▸ REQUIRED ACTION: State how many lines in the records below contain the string "post", and give nothing besides that number.

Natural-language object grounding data
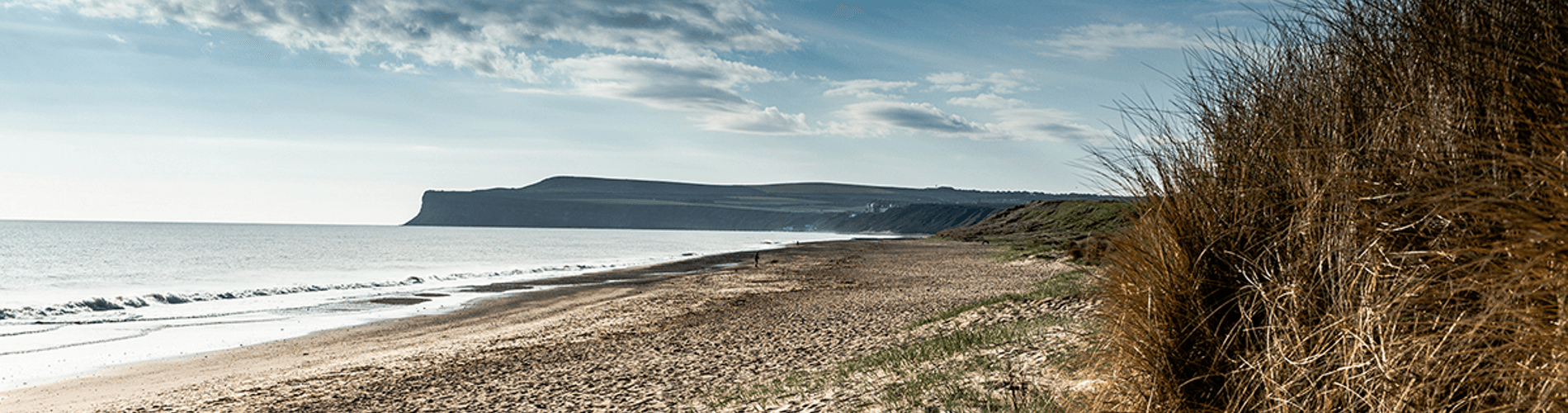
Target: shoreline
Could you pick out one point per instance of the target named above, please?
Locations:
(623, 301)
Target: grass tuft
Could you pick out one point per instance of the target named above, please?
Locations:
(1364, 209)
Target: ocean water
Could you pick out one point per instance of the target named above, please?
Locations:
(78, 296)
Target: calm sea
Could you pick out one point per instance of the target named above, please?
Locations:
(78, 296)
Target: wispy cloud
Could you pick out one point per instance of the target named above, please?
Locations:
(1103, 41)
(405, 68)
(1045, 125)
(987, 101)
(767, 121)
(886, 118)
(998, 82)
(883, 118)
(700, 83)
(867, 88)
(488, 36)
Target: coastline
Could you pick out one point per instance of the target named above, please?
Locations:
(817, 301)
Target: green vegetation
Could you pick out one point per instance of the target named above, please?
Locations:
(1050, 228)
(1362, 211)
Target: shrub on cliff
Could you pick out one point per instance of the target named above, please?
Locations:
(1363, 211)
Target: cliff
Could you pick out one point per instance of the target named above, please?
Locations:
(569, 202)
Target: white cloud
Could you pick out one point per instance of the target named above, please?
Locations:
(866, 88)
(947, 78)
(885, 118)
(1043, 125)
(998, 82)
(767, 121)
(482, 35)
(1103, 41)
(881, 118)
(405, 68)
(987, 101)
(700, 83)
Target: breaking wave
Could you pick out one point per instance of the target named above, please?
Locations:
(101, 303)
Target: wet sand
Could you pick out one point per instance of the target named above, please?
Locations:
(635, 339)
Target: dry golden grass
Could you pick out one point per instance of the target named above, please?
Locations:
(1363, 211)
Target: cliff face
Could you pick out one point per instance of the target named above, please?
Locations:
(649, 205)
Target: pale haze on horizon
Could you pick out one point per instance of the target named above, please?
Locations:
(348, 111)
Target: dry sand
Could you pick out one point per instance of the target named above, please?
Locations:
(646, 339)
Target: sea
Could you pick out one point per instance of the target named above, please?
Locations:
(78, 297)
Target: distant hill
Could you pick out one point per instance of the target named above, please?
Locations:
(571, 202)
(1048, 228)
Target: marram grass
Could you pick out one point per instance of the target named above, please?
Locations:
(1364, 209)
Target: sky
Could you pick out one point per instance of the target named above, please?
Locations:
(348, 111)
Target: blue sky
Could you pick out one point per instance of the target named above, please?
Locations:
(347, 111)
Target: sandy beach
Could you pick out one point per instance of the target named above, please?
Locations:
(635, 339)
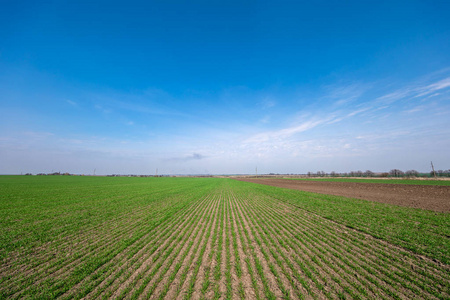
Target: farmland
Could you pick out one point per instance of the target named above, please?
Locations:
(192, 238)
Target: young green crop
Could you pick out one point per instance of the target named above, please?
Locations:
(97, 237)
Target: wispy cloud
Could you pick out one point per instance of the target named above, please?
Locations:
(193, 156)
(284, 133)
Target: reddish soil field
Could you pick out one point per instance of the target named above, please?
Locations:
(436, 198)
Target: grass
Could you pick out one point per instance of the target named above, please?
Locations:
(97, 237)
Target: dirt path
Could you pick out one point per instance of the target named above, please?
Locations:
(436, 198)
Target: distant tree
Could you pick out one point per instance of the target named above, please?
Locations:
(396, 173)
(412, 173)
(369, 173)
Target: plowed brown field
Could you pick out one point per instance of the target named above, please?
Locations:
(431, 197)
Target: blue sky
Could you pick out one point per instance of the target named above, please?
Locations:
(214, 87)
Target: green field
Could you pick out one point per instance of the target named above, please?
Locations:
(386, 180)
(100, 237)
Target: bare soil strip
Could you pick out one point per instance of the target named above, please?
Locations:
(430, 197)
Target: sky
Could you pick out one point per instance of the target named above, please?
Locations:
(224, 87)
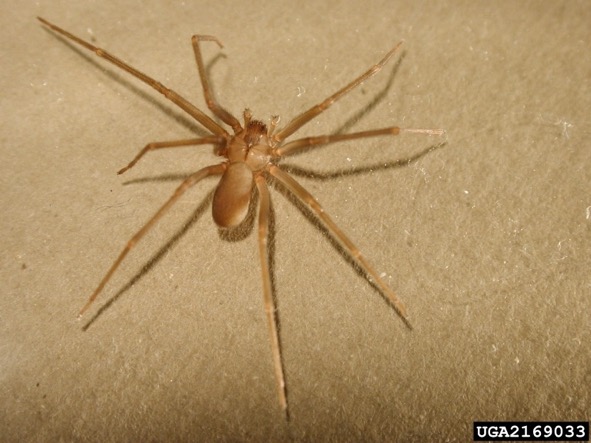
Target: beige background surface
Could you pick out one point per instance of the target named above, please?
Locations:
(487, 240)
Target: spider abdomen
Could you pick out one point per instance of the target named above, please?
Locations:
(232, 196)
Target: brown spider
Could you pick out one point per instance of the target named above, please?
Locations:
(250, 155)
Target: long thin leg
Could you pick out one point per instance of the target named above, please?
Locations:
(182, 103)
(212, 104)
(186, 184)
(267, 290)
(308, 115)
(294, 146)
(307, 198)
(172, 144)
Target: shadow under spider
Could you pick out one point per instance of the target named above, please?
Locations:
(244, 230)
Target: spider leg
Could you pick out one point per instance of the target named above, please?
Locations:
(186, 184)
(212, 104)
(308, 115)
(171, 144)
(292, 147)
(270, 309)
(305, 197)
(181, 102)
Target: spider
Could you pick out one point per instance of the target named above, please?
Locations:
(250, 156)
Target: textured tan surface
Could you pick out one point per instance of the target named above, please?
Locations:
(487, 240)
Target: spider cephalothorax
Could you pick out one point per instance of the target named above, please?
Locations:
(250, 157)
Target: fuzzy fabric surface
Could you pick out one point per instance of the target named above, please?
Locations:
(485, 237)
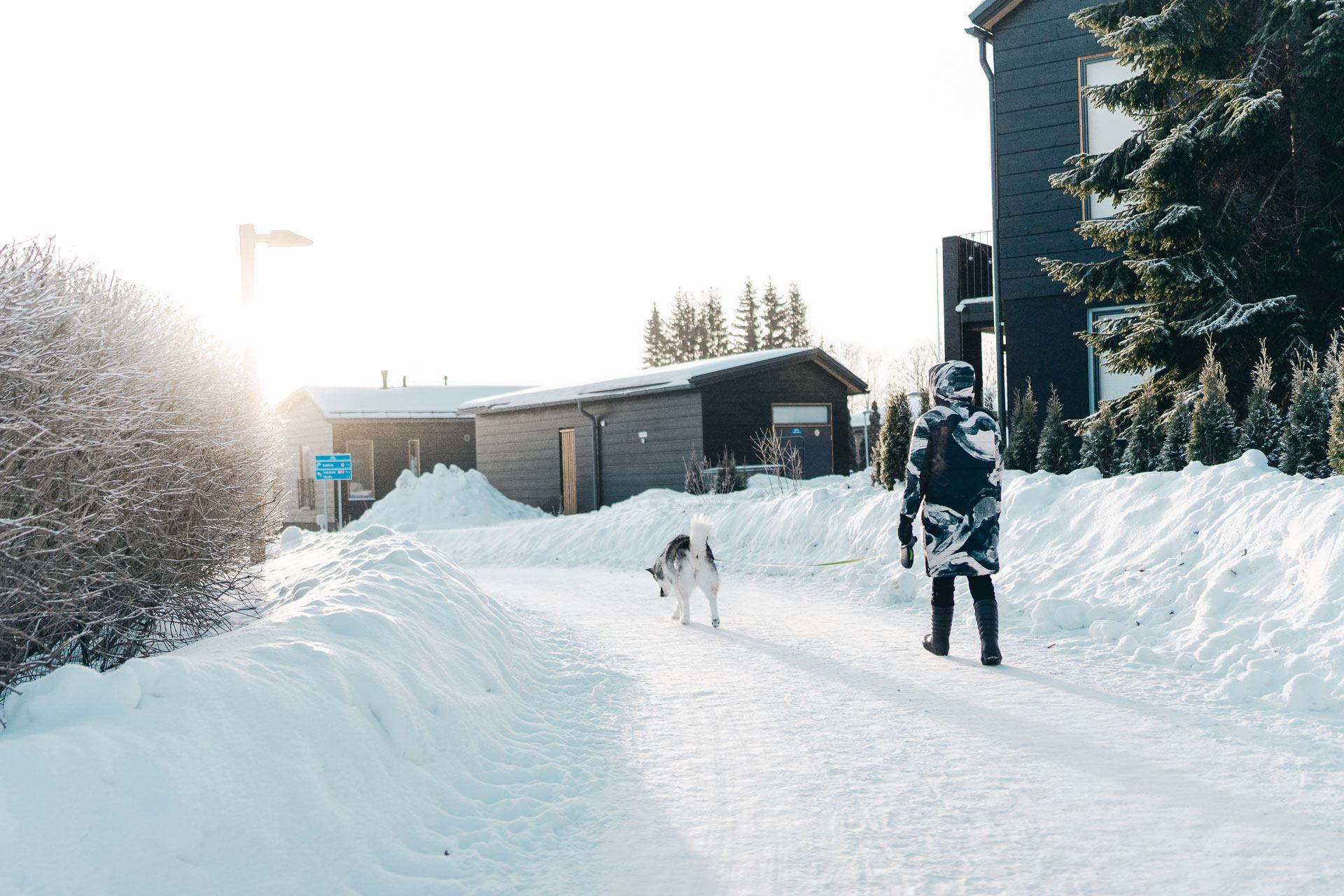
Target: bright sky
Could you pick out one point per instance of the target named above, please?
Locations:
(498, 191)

---

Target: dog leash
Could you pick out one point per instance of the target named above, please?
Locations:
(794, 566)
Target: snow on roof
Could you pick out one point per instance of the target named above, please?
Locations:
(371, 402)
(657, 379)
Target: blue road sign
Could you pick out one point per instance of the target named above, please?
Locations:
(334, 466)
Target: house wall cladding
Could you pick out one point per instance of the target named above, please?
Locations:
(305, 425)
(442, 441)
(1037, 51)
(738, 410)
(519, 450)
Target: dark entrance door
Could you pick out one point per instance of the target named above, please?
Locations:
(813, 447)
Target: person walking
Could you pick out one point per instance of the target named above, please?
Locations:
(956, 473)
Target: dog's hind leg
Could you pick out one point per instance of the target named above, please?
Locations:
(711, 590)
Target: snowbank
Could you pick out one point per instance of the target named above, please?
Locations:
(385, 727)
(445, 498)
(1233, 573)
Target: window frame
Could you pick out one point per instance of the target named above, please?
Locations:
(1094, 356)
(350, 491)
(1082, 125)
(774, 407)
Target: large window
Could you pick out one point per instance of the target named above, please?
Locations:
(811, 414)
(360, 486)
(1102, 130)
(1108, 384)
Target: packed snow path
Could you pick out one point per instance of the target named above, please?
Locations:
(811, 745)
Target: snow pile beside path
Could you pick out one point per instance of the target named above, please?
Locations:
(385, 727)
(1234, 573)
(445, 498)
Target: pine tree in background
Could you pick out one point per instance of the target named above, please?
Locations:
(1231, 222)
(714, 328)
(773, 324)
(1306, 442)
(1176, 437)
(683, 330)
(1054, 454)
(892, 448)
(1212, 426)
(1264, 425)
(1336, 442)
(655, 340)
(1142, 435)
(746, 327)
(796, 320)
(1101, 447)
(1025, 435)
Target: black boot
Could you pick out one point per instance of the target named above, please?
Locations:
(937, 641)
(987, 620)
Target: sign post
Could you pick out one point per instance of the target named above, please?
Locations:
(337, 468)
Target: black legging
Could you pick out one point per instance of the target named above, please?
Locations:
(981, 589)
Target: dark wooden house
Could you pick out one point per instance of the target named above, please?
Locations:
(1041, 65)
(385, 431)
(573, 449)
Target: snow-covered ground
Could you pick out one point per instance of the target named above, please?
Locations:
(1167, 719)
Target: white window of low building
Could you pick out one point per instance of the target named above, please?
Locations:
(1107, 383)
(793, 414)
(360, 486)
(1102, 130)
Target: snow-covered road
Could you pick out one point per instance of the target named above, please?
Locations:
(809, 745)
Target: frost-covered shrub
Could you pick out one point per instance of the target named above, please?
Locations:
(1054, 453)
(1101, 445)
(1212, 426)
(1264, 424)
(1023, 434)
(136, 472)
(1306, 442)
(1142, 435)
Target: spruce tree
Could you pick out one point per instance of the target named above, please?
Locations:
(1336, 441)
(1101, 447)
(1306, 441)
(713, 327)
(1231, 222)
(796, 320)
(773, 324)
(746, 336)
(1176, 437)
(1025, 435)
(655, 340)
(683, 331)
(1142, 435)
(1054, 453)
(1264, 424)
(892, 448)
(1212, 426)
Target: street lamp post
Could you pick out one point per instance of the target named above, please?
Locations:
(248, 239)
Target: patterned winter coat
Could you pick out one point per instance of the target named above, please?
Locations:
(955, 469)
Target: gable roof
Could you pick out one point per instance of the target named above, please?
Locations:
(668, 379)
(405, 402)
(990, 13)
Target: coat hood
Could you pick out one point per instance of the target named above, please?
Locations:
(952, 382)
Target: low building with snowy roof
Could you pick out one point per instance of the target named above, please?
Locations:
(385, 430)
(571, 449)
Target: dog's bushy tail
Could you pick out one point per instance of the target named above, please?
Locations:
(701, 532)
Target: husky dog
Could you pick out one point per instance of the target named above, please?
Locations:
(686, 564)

▸ RESPONSE AREA: 2